▶ **Required action**: Nothing in the records below may change; print them all exactly.

[Stored records]
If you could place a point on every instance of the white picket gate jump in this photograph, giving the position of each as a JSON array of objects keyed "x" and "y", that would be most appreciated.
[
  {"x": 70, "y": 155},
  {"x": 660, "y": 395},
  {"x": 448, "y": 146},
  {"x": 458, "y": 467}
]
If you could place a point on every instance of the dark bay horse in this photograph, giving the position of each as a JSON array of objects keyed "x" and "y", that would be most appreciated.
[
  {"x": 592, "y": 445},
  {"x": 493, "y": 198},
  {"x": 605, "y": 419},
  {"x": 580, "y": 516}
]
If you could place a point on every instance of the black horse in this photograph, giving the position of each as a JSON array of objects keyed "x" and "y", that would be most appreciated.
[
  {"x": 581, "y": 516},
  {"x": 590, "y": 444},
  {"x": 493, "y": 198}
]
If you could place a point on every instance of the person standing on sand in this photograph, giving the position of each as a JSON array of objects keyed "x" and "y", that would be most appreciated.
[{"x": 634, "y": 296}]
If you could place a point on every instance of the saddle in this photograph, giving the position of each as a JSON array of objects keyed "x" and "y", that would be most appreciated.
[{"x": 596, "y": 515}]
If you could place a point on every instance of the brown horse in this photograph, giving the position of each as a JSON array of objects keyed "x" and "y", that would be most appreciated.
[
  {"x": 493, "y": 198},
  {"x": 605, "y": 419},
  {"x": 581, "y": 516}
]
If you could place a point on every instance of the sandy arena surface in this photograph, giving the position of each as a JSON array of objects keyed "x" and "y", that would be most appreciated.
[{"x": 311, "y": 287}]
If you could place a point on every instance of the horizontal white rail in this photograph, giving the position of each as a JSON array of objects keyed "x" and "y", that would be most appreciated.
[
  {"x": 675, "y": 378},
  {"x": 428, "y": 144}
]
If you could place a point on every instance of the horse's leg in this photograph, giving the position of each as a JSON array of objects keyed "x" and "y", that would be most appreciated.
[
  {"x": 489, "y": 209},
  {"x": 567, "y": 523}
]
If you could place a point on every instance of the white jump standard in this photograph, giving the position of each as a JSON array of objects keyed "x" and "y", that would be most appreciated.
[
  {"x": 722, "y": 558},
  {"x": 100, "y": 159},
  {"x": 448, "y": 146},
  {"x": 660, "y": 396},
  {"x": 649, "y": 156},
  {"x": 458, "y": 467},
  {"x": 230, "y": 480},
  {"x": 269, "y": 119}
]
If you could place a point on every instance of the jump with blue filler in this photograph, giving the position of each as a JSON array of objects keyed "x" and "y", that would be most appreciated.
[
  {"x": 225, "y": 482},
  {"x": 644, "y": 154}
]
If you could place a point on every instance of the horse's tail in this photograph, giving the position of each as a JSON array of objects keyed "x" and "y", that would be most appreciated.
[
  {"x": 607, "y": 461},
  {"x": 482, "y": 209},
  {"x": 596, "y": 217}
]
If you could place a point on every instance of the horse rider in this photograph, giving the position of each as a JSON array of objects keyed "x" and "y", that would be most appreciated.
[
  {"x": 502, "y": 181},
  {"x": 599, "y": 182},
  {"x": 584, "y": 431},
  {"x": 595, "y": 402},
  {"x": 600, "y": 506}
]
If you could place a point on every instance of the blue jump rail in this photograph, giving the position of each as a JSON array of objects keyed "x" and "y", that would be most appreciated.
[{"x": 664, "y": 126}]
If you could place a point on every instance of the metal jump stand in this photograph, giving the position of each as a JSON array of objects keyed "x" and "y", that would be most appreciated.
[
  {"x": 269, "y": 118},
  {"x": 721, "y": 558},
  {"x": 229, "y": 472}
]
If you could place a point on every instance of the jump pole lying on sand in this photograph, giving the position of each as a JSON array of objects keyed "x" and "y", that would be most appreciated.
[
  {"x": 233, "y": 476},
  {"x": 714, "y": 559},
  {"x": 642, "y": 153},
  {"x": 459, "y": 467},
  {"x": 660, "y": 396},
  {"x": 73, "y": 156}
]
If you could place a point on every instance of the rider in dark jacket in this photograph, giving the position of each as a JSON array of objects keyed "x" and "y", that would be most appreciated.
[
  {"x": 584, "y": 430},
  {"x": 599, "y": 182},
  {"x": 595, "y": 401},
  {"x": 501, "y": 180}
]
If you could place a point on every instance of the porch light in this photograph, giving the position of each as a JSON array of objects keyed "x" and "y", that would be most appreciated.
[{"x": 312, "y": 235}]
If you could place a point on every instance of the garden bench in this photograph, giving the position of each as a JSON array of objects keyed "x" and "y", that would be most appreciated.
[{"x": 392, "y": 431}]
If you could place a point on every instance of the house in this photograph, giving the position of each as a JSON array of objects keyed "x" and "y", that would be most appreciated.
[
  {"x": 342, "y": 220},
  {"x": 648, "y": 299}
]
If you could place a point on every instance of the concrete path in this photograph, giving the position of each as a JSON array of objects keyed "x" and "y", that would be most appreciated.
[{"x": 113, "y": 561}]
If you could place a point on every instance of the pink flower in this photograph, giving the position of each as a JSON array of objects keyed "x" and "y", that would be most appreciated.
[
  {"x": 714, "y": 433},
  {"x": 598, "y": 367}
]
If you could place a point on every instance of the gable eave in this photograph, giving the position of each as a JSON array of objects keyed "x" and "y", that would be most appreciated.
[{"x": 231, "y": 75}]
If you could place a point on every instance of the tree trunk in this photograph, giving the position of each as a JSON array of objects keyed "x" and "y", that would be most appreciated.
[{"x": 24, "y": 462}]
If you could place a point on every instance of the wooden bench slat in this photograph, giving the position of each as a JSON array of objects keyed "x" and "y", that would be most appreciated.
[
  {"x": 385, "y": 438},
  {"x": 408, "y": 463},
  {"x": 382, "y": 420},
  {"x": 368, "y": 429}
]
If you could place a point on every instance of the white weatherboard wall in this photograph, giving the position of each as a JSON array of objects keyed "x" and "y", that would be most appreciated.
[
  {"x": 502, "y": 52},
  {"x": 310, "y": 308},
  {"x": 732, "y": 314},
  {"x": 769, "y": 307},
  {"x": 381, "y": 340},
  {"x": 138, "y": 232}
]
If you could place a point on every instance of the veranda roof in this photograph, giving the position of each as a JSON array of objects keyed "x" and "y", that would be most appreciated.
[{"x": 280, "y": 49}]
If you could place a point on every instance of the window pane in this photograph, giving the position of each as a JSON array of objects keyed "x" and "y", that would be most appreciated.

▶ **Output for this exercise**:
If you could place a point on every instance of the white picket gate jump in this photograph, giving the position of each as a JSON array of objects keyed "x" and "y", that would be most appreciated.
[
  {"x": 70, "y": 155},
  {"x": 660, "y": 395},
  {"x": 448, "y": 146},
  {"x": 458, "y": 467}
]
If you could place a point on every instance of the dark bay horse in this photograph, giving the position of each as a JSON array of objects keyed "x" and "y", that would be most appreciated.
[
  {"x": 592, "y": 445},
  {"x": 493, "y": 198},
  {"x": 605, "y": 419},
  {"x": 580, "y": 516}
]
If you could place a point on every instance of the black horse in this photograph, giving the position of each as a JSON array of objects keyed "x" and "y", that would be most appreciated.
[
  {"x": 581, "y": 516},
  {"x": 590, "y": 444},
  {"x": 493, "y": 198}
]
If you could place a point on every instance of the person standing on sand in this photograph, giving the position of each as a JSON array of objects keyed "x" and "y", that would be most appreciated.
[{"x": 634, "y": 296}]
If you could place a point on every instance of the saddle in this photograph, giving the position of each as a JSON array of objects keyed "x" and "y", that would be most appreciated.
[{"x": 596, "y": 515}]
If you could place a point on every instance of the brown horse in this photograph, giving the position of each as a JSON array of objects keyed "x" and "y", that would be most appreciated.
[
  {"x": 493, "y": 198},
  {"x": 605, "y": 419},
  {"x": 581, "y": 516}
]
If you could place a point on every instance of the sandy arena surface in this photograph, giving the position of each as a JSON array of objects keyed "x" and "y", that would be most appreciated.
[{"x": 311, "y": 287}]
If you could place a point on every instance of the horizontal white rail in this photograph, giving the position of each as a JSON array of objects keyed "x" and "y", that would be most appreciated.
[
  {"x": 675, "y": 378},
  {"x": 428, "y": 144}
]
If you could place a point on every instance of the horse's leg in this photograph, giving the position of each as a JSON array of objects keyed "x" and "y", that would be most appreciated.
[
  {"x": 489, "y": 209},
  {"x": 567, "y": 523}
]
If you could place a point on every instance of the white jump standard in this photograph, giving the position of each as a JSON array of objects keyed "x" and "y", that would be most appreciated.
[
  {"x": 722, "y": 558},
  {"x": 100, "y": 159},
  {"x": 448, "y": 146},
  {"x": 660, "y": 396},
  {"x": 649, "y": 156},
  {"x": 458, "y": 467},
  {"x": 230, "y": 480},
  {"x": 269, "y": 119}
]
If you could place a point on every instance of the jump with blue filler in this photograph, giving the position of each as a JSON array of objects keyed "x" and "y", that would be most appreciated.
[
  {"x": 225, "y": 482},
  {"x": 644, "y": 154}
]
If you could place a point on every instance of the horse's tail in this photograph, giving the position of each as a JSON array of objects keyed "x" and "y", that would be most appreciated.
[
  {"x": 607, "y": 461},
  {"x": 482, "y": 209},
  {"x": 596, "y": 217}
]
If you could place a point on every instance of the horse rider in this photograph, giving the position of each as a JSON array of objects keyed "x" and "y", that would be most appreciated.
[
  {"x": 502, "y": 181},
  {"x": 599, "y": 182},
  {"x": 584, "y": 431},
  {"x": 595, "y": 402},
  {"x": 600, "y": 506}
]
If you could place a point on every instance of the blue jump rail in this photograph, giving the position of each as a JSON array of objects keyed "x" and "y", that would be most appreciated.
[{"x": 664, "y": 126}]
If you could place a point on every instance of the metal jump stand in this photograph, giving the position of each as a JSON array of objects keyed "x" and "y", that would be most appreciated.
[
  {"x": 269, "y": 118},
  {"x": 721, "y": 558},
  {"x": 229, "y": 472}
]
If you could place a point on every instance of the jump pole lying on sand in this photograph, giving the position of each as a JSON array of objects keyed "x" and "y", that would be most appreciated.
[
  {"x": 233, "y": 476},
  {"x": 714, "y": 559},
  {"x": 642, "y": 153},
  {"x": 459, "y": 467},
  {"x": 660, "y": 396},
  {"x": 73, "y": 156}
]
If you could place a point on every instance of the rider in dark jacket in this photograph, giving the position of each as a JSON array of objects keyed "x" and "y", that would be most appreciated.
[
  {"x": 584, "y": 430},
  {"x": 599, "y": 182},
  {"x": 595, "y": 401},
  {"x": 501, "y": 180}
]
If you could place a point on every instance of the porch light in this photograph, giving the position of each as a JSON array of objects keyed "x" and "y", that would be most appreciated.
[{"x": 312, "y": 235}]
If you could place a point on every instance of the garden bench in this photograph, giving the position of each as a JSON array of objects keyed "x" and "y", that would be most appreciated.
[{"x": 392, "y": 431}]
If you could place a point on every instance of the house in this photograph, giving the position of each as a JSON array of objects keyed "x" and "y", that would be most appreciated.
[
  {"x": 342, "y": 220},
  {"x": 648, "y": 299}
]
If you could place a point on every instance of the concrete path in this photograph, giving the position of each as a JSON array of objects keyed "x" and "y", that would be most appreciated.
[{"x": 113, "y": 561}]
If you could place a point on every instance of the pink flower in this photograph, giving the position of each as a JSON array of objects keyed "x" and "y", that would be most appreciated.
[
  {"x": 714, "y": 433},
  {"x": 598, "y": 367}
]
If you could place a point on every instance of the gable eave in this photograph, giving the position of each as a JSON array of objects keyed "x" and "y", that would be most appreciated.
[{"x": 231, "y": 75}]
If you could place a point on every instance of the tree trunk in this photograph, giving the position of each as a JSON array of objects keyed "x" and "y", that would be most appreciated.
[{"x": 24, "y": 462}]
If you could place a point on every instance of the wooden bench slat in this photograph, giving the position of each as a JSON array of objects keyed "x" and "y", that would be most appreciated.
[
  {"x": 385, "y": 438},
  {"x": 408, "y": 463},
  {"x": 382, "y": 420},
  {"x": 368, "y": 429}
]
If you could place a point on every instance of the white weatherboard wall in this photograph, giving the position of each as a JSON array of objects keyed "x" and "y", that would be most appreciated.
[
  {"x": 502, "y": 52},
  {"x": 310, "y": 308},
  {"x": 732, "y": 314},
  {"x": 769, "y": 307},
  {"x": 381, "y": 340},
  {"x": 138, "y": 232}
]
If you could place a point on every instance of the veranda roof in this photograph, giving the position of each as a JSON array of objects keyed "x" and "y", that would be most appreciated.
[{"x": 280, "y": 49}]
If you could place a point on every instance of the window pane in this photograph, giving the position of each as a JSON array of objects keyed "x" and "y", that would be most appreciated.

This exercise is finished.